# Exercise requirements:
Reproduce, word for word, the stretch of the records below from the line containing "Can you find the articulated" through the line containing "pixel 159 627". Include both of those lines.

+-------+

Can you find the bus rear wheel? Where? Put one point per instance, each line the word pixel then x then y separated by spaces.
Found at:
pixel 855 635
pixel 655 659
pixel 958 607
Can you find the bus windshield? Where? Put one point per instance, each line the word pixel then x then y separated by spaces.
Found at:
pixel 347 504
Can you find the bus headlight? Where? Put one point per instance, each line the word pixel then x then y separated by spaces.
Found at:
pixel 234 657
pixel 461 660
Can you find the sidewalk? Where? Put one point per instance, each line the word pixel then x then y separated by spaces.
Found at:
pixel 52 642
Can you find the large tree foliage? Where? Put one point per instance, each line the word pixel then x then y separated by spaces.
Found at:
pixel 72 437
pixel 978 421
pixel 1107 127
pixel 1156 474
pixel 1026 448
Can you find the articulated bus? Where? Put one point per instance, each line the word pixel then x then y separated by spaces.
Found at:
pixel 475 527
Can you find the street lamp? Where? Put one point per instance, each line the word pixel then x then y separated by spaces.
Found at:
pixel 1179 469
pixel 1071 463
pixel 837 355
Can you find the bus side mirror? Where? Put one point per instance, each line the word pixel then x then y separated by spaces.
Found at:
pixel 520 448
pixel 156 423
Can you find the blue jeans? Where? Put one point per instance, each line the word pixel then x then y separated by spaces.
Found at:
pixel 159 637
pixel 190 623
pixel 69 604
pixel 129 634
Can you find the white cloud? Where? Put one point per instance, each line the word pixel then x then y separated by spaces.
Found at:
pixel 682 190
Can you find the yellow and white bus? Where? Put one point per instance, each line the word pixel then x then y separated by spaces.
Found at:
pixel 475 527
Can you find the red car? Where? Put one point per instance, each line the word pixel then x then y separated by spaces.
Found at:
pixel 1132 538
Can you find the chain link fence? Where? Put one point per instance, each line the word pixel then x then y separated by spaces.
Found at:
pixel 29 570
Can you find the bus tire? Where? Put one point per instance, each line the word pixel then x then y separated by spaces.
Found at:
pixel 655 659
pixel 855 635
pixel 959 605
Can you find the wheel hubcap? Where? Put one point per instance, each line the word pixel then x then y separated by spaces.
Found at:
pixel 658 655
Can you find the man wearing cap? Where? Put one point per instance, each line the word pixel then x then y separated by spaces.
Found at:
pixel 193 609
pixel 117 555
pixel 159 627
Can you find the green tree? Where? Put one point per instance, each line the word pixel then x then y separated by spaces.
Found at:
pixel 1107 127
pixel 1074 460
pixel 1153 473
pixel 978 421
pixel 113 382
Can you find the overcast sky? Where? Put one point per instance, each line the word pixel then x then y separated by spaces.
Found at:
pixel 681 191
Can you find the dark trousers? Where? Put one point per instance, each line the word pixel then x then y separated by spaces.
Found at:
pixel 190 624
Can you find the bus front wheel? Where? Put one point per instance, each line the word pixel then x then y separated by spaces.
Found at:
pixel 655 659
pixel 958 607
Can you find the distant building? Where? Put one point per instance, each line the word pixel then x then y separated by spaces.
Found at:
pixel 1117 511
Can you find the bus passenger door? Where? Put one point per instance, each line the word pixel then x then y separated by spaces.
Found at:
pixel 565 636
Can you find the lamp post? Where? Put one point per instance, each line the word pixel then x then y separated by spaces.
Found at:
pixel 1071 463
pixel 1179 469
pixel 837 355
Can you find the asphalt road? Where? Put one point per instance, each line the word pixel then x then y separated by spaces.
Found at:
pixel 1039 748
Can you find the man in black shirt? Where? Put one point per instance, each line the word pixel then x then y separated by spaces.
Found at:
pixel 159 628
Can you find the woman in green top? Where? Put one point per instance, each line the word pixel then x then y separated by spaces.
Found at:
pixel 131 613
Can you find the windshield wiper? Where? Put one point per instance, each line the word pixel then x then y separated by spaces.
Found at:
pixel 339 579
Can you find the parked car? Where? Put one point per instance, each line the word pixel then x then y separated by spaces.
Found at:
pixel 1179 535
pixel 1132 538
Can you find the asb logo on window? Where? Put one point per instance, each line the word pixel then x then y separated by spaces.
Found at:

+-------+

# Result below:
Can you find the articulated bus? Where? Put one point per instance, each line the word pixel then x then y separated by spaces.
Found at:
pixel 475 527
Can you find the street lamp? Where? Put one point per instance, each line the word pixel then x then y separated by spaces.
Found at:
pixel 1179 469
pixel 1071 463
pixel 837 355
Can you find the bus side mirror? Where? Put one point per instance, each line the word pixel then x then y separated by spaces.
Found at:
pixel 520 448
pixel 156 423
Can you find the blue jeans? Where? Put one point per instance, each line the word pixel then x then y separated by spaces.
Found at:
pixel 159 637
pixel 190 623
pixel 69 604
pixel 129 634
Can you find the white cloud? Where? Put one point per instance, each line the word pixel then x then y separated by spaces.
Found at:
pixel 682 190
Can you find the yellow and white bus? Where? Put one point per instance, each line the word pixel then x then y separated by spaces.
Found at:
pixel 475 527
Can you find the red car? Where? Put one point per instance, each line the word pixel then x then y separated by spaces.
Found at:
pixel 1132 538
Can you find the chain link fence? Where? Put one point per instance, each line the word pixel then x then y separated by spaces.
Found at:
pixel 29 570
Can you find the bus tire? Where? Put one point per instance, each line the word pixel then x then y separated by spaces.
Found at:
pixel 655 659
pixel 855 635
pixel 959 605
Can you find the wheel hubcap? Where? Put one point per instance, each line the word pixel then x then y separated by spaces.
Found at:
pixel 658 655
Can you find the man wearing cap? Where? Put one point per instance, each line the word pixel then x then y separated by spaces.
Found at:
pixel 193 609
pixel 117 555
pixel 159 627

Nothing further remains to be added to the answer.